* **Texto mostrado**:
───
La plena integración de la nueva inmigración constituye, sin duda, uno de los más importantes retos a los que nuestra sociedad tiene que enfrentarse. El demagógico oportunismo de aquellos que intentan instrumentalizar a algunos colectivos de inmigrantes en beneficio de sus exclusivos intereses políticos no puede hacernos olvidar que esta nueva inmigración puede y debe ser una muy buena oportunidad de mutuo enriquecimiento, pero también puede acabar por convertirse en una potente bomba de relojería, de consecuencias imprevisibles, con el evidente riesgo de la aparición de una grave fractura social y la consiguiente irrupción en nuestro país tanto de importantes brotes xenófobos como de no menos importantes bolsas de exclusión y marginación social.

No deja de resultar curioso que la por ahora, afortunadamente, sólo incipiente xenofobia de algunos sectores sociales -sin duda, sobre todo de aquellos que sufren ya unas situaciones previas de exclusión y marginación social que pueden verse agravadas por el creciente peso de esta nueva inmigración- tenga su réplica más radical en la concepción aparentemente idílica y sin duda utópica de otros sectores sociales, que tal vez puede sintetizarse en el tópico lema papeles para todos. Las reacciones provocadas por los recientes encierros de centenares de inmigrantes en algunos templos católicos de Barcelona ejemplifican con rotundidad ambas posiciones.
───
* **Datos mostrados**:
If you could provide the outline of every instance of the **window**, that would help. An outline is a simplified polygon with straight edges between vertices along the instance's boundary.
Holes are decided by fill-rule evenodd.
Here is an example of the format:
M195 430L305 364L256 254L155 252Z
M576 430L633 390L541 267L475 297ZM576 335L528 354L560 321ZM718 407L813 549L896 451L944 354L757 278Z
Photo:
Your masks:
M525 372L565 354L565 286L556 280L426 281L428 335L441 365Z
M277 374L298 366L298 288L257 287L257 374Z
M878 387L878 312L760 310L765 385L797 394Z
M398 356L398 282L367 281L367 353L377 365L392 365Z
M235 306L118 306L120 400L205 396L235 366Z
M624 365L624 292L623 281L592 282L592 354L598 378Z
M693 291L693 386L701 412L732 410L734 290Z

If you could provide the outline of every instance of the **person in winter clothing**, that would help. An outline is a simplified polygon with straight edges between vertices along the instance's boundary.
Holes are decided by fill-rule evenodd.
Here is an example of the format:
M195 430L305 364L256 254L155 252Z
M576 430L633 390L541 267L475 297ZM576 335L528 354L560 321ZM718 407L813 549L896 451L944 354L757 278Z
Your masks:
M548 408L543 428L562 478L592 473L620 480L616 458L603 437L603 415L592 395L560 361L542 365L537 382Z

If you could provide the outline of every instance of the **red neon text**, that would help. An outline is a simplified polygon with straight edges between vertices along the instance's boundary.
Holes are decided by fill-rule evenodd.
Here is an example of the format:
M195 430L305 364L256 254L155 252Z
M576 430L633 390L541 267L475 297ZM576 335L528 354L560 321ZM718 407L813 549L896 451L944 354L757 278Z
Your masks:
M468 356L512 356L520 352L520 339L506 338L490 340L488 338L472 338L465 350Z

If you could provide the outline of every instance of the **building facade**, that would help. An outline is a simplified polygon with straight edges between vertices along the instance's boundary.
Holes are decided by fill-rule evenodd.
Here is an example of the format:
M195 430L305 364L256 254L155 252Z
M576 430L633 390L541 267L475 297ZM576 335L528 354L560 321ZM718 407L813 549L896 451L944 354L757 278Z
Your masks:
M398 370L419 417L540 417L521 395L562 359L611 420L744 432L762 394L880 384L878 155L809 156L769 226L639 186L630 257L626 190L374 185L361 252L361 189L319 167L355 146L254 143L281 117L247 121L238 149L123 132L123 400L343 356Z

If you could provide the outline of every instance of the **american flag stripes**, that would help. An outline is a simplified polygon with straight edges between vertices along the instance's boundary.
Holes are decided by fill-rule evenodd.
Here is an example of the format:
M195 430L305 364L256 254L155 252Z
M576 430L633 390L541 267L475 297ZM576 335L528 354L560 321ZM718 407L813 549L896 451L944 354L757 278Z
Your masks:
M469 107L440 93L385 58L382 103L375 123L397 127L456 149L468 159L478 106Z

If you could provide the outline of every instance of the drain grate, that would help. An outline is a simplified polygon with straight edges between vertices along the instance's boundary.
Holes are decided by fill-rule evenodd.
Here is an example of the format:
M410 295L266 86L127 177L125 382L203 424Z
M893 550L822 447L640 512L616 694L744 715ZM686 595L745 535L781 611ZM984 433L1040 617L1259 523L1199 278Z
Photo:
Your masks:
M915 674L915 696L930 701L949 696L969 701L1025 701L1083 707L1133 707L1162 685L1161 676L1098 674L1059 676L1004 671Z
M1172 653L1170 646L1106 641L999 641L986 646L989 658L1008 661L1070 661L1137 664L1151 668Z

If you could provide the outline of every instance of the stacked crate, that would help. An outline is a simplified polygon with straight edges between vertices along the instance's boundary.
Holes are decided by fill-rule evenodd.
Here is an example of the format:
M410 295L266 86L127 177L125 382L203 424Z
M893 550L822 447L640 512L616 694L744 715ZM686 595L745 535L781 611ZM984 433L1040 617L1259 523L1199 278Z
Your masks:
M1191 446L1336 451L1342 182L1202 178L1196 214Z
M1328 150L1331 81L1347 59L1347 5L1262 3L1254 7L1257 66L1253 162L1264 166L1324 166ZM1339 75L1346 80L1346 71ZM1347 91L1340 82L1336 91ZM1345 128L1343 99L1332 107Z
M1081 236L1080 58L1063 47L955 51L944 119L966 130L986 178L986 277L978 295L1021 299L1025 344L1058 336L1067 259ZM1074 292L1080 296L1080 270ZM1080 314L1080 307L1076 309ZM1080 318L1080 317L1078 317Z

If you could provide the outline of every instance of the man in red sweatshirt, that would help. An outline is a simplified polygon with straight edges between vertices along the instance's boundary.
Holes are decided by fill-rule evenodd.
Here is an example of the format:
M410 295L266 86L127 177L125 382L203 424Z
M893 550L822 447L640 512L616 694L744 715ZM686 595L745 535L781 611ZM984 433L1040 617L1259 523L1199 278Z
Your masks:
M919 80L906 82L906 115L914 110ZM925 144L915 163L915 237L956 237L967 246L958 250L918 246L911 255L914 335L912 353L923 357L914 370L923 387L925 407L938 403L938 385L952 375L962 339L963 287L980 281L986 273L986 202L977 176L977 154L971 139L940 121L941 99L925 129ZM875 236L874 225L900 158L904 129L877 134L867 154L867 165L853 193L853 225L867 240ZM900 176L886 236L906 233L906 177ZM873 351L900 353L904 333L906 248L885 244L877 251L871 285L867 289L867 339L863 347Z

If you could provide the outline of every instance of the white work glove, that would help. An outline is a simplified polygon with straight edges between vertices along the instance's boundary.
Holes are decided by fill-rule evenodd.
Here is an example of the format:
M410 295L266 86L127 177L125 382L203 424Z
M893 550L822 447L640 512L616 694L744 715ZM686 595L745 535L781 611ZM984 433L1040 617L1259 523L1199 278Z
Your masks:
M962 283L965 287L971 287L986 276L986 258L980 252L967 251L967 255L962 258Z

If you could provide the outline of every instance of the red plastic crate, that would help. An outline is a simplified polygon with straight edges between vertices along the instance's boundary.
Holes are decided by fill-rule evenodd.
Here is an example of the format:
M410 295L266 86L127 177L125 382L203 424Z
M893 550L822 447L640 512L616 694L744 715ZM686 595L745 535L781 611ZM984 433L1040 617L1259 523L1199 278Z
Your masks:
───
* **Tus tareas**:
a. Resume en dos oraciones el texto sobre la inmigración que aparece antes de las líneas.
b. Retoma, por favor, el texto sobre la inmigración a partir de su última oración y continúalo.

* **Respuestas por tarea**:
a. La plena integración de la nueva inmigración es uno de los retos más importantes de la sociedad, ya que puede ser una oportunidad de mutuo enriquecimiento, pero también una bomba de relojería con riesgo de grave fractura social, brotes xenófobos y bolsas de exclusión y marginación. A la incipiente xenofobia de algunos sectores se opone la concepción idílica y utópica de otros, resumida en el lema "papeles para todos", y las reacciones a los encierros de inmigrantes en templos católicos de Barcelona ejemplifican ambas posiciones.

b.
No sólo por su cada vez más importante peso cuantitativo, sino también por sus propias características, en modo alguno equiparables a las de las anteriores oleadas migratorias, esta nueva inmigración requiere la adopción, por parte de todas las administraciones, de un amplio abanico de medidas sociales, económicas, educativas, culturales, sanitarias, políticas e incluso religiosas.

Sólo con la implantación de un complejo plan integral de integración, basado en la correspondiente asunción individual tanto de derechos como de deberes, conseguiremos evitar los graves riesgos sociales a los que nos enfrentamos. A la vista está que las sucesivas legislaciones y sus correspondientes reglamentaciones posteriores no sólo no han contribuido a resolver el problema, sino que lo han agravado hasta límites difícilmente superables.

A diferencia de otros países europeos con una larga tradición de integración de inmigrantes -desde Francia y Portugal hasta el Reino Unido y Alemania, pasando por Holanda o Bélgica-, en nuestro país apenas tenemos experiencias anteriores al respecto. Esto, unido a otros factores -desde nuestra pertenencia a la Unión Europea hasta el imparable proceso globalizador, sin olvidar la creciente implantación de concepciones integristas del islamismo y el consiguiente incremento de la islamofobia surgido de la torticera asimilación de todo lo islámico con la criminalidad terrorista-, dificulta sin duda la adopción de todas las medidas necesarias para convertir la integración de esta nueva inmigración en una gran oporunidad de enriquecimiento mutuo y de auténtico progreso social.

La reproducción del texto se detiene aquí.